(Items listed in a dataset)
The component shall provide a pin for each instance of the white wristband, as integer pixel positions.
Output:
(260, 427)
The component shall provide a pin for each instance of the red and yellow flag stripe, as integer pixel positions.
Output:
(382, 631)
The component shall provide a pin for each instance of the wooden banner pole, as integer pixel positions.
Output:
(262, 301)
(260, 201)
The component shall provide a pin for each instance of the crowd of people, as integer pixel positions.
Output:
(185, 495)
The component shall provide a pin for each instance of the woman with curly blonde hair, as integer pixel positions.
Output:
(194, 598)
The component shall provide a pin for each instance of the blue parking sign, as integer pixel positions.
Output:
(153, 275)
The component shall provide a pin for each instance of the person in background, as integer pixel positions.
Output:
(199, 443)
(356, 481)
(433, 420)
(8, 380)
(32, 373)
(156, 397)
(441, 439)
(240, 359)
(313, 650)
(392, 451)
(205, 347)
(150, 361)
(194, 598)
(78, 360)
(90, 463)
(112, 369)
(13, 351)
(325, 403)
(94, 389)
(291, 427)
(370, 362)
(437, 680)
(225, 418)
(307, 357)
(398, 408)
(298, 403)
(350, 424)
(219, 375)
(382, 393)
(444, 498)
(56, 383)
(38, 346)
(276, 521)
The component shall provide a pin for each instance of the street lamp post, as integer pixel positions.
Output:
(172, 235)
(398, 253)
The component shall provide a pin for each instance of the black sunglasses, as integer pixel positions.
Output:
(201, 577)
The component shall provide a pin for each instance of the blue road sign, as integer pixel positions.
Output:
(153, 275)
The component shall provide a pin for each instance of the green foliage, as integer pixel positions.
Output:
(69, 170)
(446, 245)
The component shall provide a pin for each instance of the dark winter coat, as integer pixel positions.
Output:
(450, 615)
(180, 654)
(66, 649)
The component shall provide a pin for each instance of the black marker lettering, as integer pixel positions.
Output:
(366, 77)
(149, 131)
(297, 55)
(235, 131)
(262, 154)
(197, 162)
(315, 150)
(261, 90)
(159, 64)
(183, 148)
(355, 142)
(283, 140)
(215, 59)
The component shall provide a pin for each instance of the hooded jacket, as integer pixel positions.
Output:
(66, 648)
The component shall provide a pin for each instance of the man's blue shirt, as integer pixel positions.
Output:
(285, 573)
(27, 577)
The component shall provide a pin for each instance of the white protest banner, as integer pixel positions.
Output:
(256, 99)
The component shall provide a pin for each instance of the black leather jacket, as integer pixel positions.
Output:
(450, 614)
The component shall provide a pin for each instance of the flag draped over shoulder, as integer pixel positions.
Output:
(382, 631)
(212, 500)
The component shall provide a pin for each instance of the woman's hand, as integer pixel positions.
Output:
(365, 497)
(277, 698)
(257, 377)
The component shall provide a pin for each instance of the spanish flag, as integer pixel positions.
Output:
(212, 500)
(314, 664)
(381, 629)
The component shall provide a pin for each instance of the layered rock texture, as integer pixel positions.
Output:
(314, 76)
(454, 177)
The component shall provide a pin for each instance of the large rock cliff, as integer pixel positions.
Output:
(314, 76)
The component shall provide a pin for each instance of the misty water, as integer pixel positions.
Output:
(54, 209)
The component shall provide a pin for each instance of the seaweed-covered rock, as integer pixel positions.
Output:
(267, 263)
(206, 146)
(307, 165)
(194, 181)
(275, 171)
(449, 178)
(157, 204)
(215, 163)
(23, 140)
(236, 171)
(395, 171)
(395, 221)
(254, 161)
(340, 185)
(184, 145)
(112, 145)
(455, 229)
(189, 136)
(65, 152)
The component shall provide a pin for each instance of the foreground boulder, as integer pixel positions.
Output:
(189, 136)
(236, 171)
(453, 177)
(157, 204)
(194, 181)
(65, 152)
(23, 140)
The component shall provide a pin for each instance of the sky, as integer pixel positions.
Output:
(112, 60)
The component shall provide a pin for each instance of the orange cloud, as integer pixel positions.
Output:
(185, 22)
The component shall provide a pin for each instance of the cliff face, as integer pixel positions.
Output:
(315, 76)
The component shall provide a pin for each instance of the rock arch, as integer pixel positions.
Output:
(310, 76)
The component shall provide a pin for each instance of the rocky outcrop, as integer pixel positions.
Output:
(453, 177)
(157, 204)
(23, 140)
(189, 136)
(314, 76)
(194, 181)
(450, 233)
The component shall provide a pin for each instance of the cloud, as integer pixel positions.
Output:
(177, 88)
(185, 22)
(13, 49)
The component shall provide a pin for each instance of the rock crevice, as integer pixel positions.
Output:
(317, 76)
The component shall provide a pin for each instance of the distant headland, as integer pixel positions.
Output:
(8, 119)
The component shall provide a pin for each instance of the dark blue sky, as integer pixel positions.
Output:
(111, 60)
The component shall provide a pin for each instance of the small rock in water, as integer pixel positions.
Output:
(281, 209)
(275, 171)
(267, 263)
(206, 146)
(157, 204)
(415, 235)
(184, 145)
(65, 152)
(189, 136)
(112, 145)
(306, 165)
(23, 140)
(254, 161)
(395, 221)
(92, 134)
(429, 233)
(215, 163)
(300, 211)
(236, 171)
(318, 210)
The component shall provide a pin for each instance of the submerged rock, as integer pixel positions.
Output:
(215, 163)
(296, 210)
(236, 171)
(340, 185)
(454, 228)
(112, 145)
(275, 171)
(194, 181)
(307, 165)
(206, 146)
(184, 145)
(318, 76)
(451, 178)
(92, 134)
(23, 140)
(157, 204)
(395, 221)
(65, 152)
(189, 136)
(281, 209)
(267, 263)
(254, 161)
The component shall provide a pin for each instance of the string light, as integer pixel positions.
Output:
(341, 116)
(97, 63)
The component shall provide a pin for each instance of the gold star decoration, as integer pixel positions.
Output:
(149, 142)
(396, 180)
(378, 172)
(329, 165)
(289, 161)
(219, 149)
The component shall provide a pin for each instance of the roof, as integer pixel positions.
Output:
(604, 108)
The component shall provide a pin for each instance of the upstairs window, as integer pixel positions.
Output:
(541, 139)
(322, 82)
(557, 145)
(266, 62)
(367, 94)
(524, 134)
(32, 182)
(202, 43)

| ASSIGNED TASK |
Please restate the records in full, word for word.

| RESULT OF THE EXERCISE |
The component shall provide a pin for each instance of the white wristband, as integer pixel positions.
Output:
(260, 427)
The component shall provide a pin for each instance of the red and yellow flag stripe, as integer pixel positions.
Output:
(382, 631)
The component shall provide a pin for each instance of the wooden banner pole, as integer pixel positions.
Output:
(262, 301)
(260, 201)
The component shall provide a pin for each instance of the crowd of people, as integer pixel positions.
Output:
(185, 495)
The component shall provide a pin for each instance of the woman with curly blonde hair, as integer pixel positions.
Output:
(194, 598)
The component shall provide a pin for each instance of the blue parking sign, as integer pixel positions.
Output:
(153, 275)
The component shall provide a pin for each instance of the person in background, as integer pixel positions.
Output:
(199, 443)
(356, 481)
(433, 420)
(8, 380)
(32, 373)
(156, 397)
(441, 439)
(240, 359)
(313, 650)
(392, 451)
(205, 347)
(150, 361)
(194, 598)
(78, 360)
(90, 463)
(112, 369)
(13, 351)
(325, 403)
(94, 389)
(291, 427)
(370, 362)
(437, 680)
(225, 418)
(307, 357)
(398, 408)
(298, 403)
(350, 424)
(219, 375)
(382, 393)
(444, 498)
(56, 383)
(38, 346)
(276, 521)
The component shall provide a pin for each instance of the street lamp post, as integer pixel positions.
Output:
(172, 235)
(398, 253)
The component shall provide a pin for each instance of the black sunglasses, as integer pixel positions.
Output:
(201, 577)
The component shall provide a pin for each instance of the blue road sign, as integer pixel positions.
Output:
(153, 275)
The component shall provide a pin for each instance of the green foliage, as integer pixel positions.
Output:
(69, 170)
(446, 245)
The component shall provide a pin for each instance of the dark winter coat, as integer pixel positions.
Output:
(450, 615)
(180, 654)
(66, 649)
The component shall provide a pin for each instance of the black marker lettering, as integer pixel positions.
Output:
(366, 77)
(149, 131)
(297, 55)
(235, 131)
(262, 154)
(197, 162)
(315, 150)
(261, 90)
(159, 64)
(183, 148)
(355, 142)
(283, 140)
(215, 59)
The component shall provide a pin for each instance of the hooded jacket, as integer pixel positions.
Output:
(66, 648)
The component shall provide a pin for each instance of the man's blue shirt, as integer pixel positions.
Output:
(285, 573)
(27, 577)
The component shall provide a pin for each instance of the white protest banner, as integer pixel positions.
Output:
(256, 99)
The component shall provide a pin for each instance of the black leather jacket, as integer pixel positions.
Output:
(450, 614)
The component shall provide a pin for each instance of the flag draped over shoulder, as integer pixel positions.
Output:
(382, 631)
(212, 500)
The component shall provide a pin for each instance of the woman's hand, as integer pixel positions.
Output:
(365, 497)
(277, 698)
(257, 377)
The component shall provide a pin for each instance of the spanish flag, as integer pixel positions.
Output:
(212, 500)
(314, 664)
(381, 629)
The component shall provide a pin for each instance of the layered rock texture, as integer pixel positions.
Output:
(314, 76)
(454, 177)
The component shall provide a pin for each instance of the large rock cliff, as integer pixel positions.
Output:
(314, 76)
The component shall provide a pin for each instance of the misty water, as integer pixel positions.
Output:
(54, 209)
The component shall provide a pin for each instance of the seaweed-covered rock, as integer pixel positions.
Output:
(267, 263)
(206, 146)
(307, 165)
(194, 181)
(275, 171)
(449, 178)
(157, 204)
(215, 163)
(23, 140)
(236, 171)
(395, 171)
(395, 221)
(254, 161)
(340, 185)
(184, 145)
(112, 145)
(455, 229)
(189, 136)
(65, 152)
The component shall provide a pin for each instance of the foreground boulder, as integer pixel positions.
Output:
(189, 136)
(236, 171)
(453, 177)
(157, 204)
(194, 181)
(65, 152)
(23, 140)
The component shall provide a pin for each instance of the sky, as integer pixel positions.
Output:
(112, 60)
The component shall provide a pin for each instance of the orange cloud, as integer pixel positions.
Output:
(185, 22)
The component shall provide a pin for each instance of the cliff face, as integer pixel positions.
Output:
(315, 76)
The component shall provide a pin for each instance of the rock arch, as integer pixel positions.
Output:
(310, 76)
The component shall provide a pin for each instance of the rocky outcrop, as integer pixel positions.
Output:
(453, 177)
(157, 204)
(23, 140)
(189, 136)
(314, 76)
(194, 181)
(450, 233)
The component shall provide a pin for each instance of the cloud, as integer pixel positions.
Output:
(177, 88)
(185, 22)
(13, 49)
The component shall provide a pin for each instance of the rock crevice, as integer pixel positions.
Output:
(317, 76)
The component shall provide a pin for each instance of the distant headland, as integer pixel positions.
Output:
(8, 119)
The component shall provide a pin for each instance of the dark blue sky, as integer pixel positions.
Output:
(111, 60)
The component shall provide a pin for each instance of the small rock in water, as integer pixel positions.
Output:
(281, 209)
(275, 171)
(267, 263)
(206, 146)
(157, 204)
(415, 235)
(184, 145)
(65, 152)
(189, 136)
(112, 145)
(306, 165)
(23, 140)
(254, 161)
(395, 221)
(92, 134)
(429, 233)
(215, 163)
(300, 211)
(236, 171)
(318, 210)
The component shall provide a pin for each instance of the submerged rock, as integer pixel positions.
Output:
(215, 163)
(296, 210)
(236, 171)
(340, 185)
(454, 228)
(112, 145)
(275, 171)
(194, 181)
(307, 165)
(206, 146)
(184, 145)
(318, 76)
(451, 178)
(92, 134)
(23, 140)
(157, 204)
(395, 221)
(65, 152)
(189, 136)
(281, 209)
(267, 263)
(254, 161)
The component shall provide a pin for each instance of the string light, as integer pixel positions.
Output:
(341, 116)
(97, 63)
The component shall provide a pin for each instance of the gold star decoration, as integer pixel positions.
Output:
(149, 142)
(396, 180)
(378, 172)
(329, 165)
(289, 161)
(219, 149)
The component shall provide a pin for each instance of the roof, as integer pixel positions.
Output:
(604, 108)
The component shall provide a pin for each instance of the upstairs window, as integer pixel positions.
Output:
(541, 139)
(322, 82)
(557, 145)
(266, 62)
(367, 94)
(524, 134)
(32, 182)
(202, 43)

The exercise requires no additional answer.